* [To do]
Put every line of the material below into a JSON list of strings, one string per line, and leave out the blank lines.

* [Extracted information]
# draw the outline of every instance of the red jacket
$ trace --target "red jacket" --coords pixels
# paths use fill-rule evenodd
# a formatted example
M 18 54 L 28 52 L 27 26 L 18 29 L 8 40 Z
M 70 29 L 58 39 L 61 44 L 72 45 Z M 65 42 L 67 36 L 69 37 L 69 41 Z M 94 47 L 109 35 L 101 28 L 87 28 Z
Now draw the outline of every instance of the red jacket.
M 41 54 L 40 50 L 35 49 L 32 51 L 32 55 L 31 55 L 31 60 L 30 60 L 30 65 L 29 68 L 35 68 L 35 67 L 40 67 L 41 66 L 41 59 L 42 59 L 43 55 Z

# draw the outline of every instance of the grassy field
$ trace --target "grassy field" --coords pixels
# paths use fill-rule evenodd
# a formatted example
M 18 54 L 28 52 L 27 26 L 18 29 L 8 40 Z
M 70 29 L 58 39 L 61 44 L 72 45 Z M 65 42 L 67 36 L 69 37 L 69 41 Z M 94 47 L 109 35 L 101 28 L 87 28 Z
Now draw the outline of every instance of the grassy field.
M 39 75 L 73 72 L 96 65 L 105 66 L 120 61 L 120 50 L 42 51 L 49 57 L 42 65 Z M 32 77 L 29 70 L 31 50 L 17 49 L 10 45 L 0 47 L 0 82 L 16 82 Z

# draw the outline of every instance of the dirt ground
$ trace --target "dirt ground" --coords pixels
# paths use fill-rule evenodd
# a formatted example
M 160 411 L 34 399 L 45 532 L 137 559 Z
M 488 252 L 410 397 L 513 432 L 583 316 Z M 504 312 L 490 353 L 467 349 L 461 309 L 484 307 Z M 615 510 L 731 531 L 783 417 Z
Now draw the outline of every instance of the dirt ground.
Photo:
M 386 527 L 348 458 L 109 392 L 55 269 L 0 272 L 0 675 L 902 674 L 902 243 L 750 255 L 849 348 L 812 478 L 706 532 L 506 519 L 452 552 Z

* [Reply to the exercise]
[
  "# draw the outline of every instance of the red jacket",
  "$ trace --target \"red jacket\" --coords pixels",
  "# paths use fill-rule evenodd",
  "# a formatted example",
  "M 18 54 L 28 52 L 27 26 L 18 29 L 8 40 Z",
  "M 70 29 L 58 39 L 61 44 L 72 45 Z M 65 42 L 67 36 L 69 37 L 69 41 Z M 94 47 L 109 35 L 101 28 L 87 28 Z",
  "Now draw the outline of every instance of the red jacket.",
  "M 41 54 L 40 50 L 35 49 L 32 51 L 32 55 L 31 55 L 31 60 L 30 60 L 30 65 L 29 68 L 35 68 L 35 67 L 40 67 L 41 66 L 41 59 L 42 59 L 43 55 Z",
  "# draw the outline of every instance of the grassy field",
  "$ trace --target \"grassy field\" --coords pixels",
  "# paths use fill-rule evenodd",
  "# a formatted example",
  "M 18 54 L 28 52 L 27 26 L 18 29 L 8 40 Z",
  "M 70 29 L 58 39 L 61 44 L 72 45 Z M 65 42 L 67 36 L 69 37 L 69 41 Z M 94 47 L 109 35 L 101 28 L 87 28 Z",
  "Now draw the outline of every instance of the grassy field.",
  "M 39 75 L 73 72 L 96 65 L 105 66 L 120 61 L 120 50 L 42 51 L 49 57 L 42 65 Z M 32 77 L 29 70 L 31 50 L 17 49 L 10 45 L 0 47 L 0 82 L 16 82 Z",
  "# draw the outline of every instance of the dirt ground",
  "$ trace --target \"dirt ground\" --coords pixels",
  "# paths use fill-rule evenodd",
  "# a formatted example",
  "M 160 411 L 34 399 L 45 532 L 137 559 Z",
  "M 488 252 L 410 397 L 513 432 L 583 316 Z M 504 312 L 490 353 L 467 349 L 461 309 L 484 307 Z M 615 510 L 731 531 L 783 417 Z",
  "Now draw the outline of every instance of the dirt ground.",
  "Photo:",
  "M 386 527 L 348 458 L 109 392 L 55 269 L 0 272 L 0 675 L 902 674 L 902 243 L 750 255 L 849 348 L 812 478 L 706 532 L 506 519 L 452 552 Z"
]